• **Exercise objective**:
Using the entries that follow, state how many lines contain "instance", with no other words.

• **Provided records**:
▶
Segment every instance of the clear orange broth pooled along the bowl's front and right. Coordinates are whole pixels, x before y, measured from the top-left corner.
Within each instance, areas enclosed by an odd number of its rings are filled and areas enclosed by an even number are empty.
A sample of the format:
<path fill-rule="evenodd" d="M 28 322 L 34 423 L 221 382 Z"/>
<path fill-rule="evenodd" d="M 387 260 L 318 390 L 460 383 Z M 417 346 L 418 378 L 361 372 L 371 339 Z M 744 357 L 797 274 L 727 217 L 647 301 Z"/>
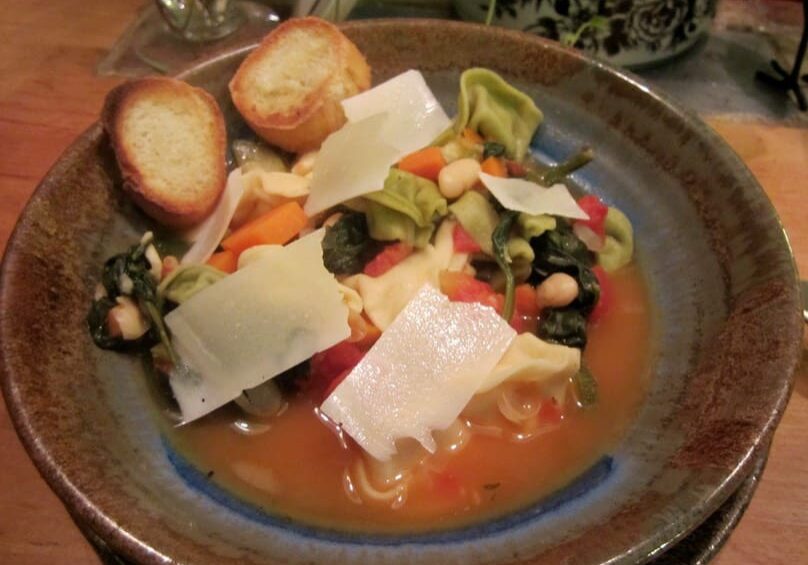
◀
• **Solved problem**:
2